ARTÍCULO:
######
En el caso de The Submission, el problema es aún peor, pese a que la trama en sí resulta interesante. Tras los ataques del 11 de septiembre de 2001, distintos sectores de la comunidad neoyorquina, desde las autroridades hasta familiares de los muertos y varios dirigentes políticos, se reunieron para discutir la erección de un monumento en el sitio donde cayeron las torres gemelas. Waldman, quien era periodista del New York Times, cubrió parte de esas discusiones, y pensó que podían ser el germen de su primera novela. El twist fue el siguiente: se realiza un concurso para que arquitectos y urbanistas presenten su propuesta de memorial, y el concurso lo gana un musulmán. Los miembros del jurado piensan que eso es prácticamente como lanzar dinamita en una hoguera, y realizan una serie de maniobras con el propósito de impedir al musulmán acceder al premio.
######
DATOS DE ORIGEN:

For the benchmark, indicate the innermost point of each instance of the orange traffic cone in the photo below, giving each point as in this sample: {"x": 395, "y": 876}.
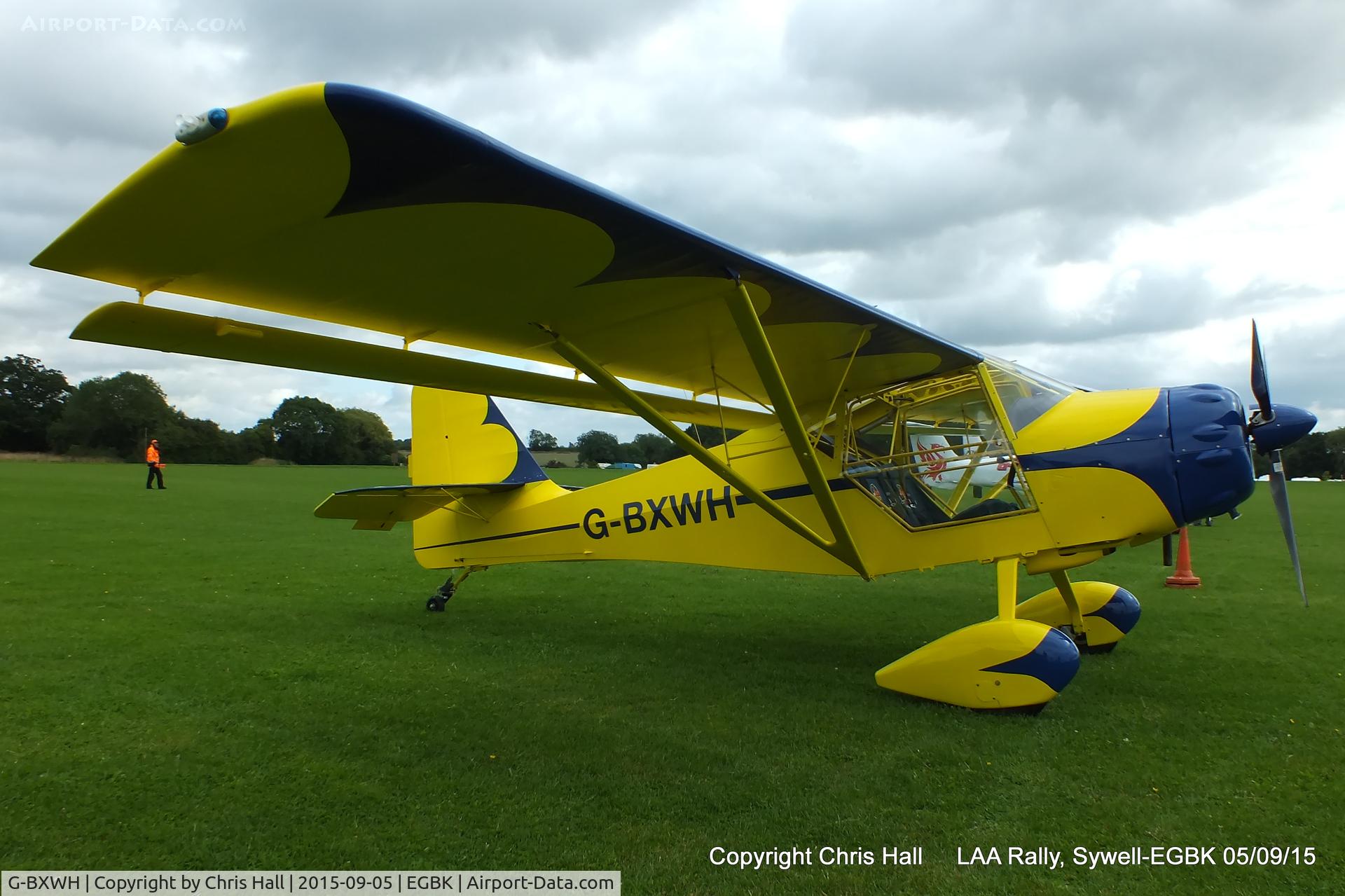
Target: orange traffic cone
######
QUÉ SE PIDE: Reproduce textualmente el fragmento del artículo que se inicia con las palabras "En el caso de" y concluye con "acceder al premio.". El material no guarda relación alguna con el artículo.

RESPUESTA:
En el caso de The Submission, el problema es aún peor, pese a que la trama en sí resulta interesante. Tras los ataques del 11 de septiembre de 2001, distintos sectores de la comunidad neoyorquina, desde las autroridades hasta familiares de los muertos y varios dirigentes políticos, se reunieron para discutir la erección de un monumento en el sitio donde cayeron las torres gemelas. Waldman, quien era periodista del New York Times, cubrió parte de esas discusiones, y pensó que podían ser el germen de su primera novela. El twist fue el siguiente: se realiza un concurso para que arquitectos y urbanistas presenten su propuesta de memorial, y el concurso lo gana un musulmán. Los miembros del jurado piensan que eso es prácticamente como lanzar dinamita en una hoguera, y realizan una serie de maniobras con el propósito de impedir al musulmán acceder al premio.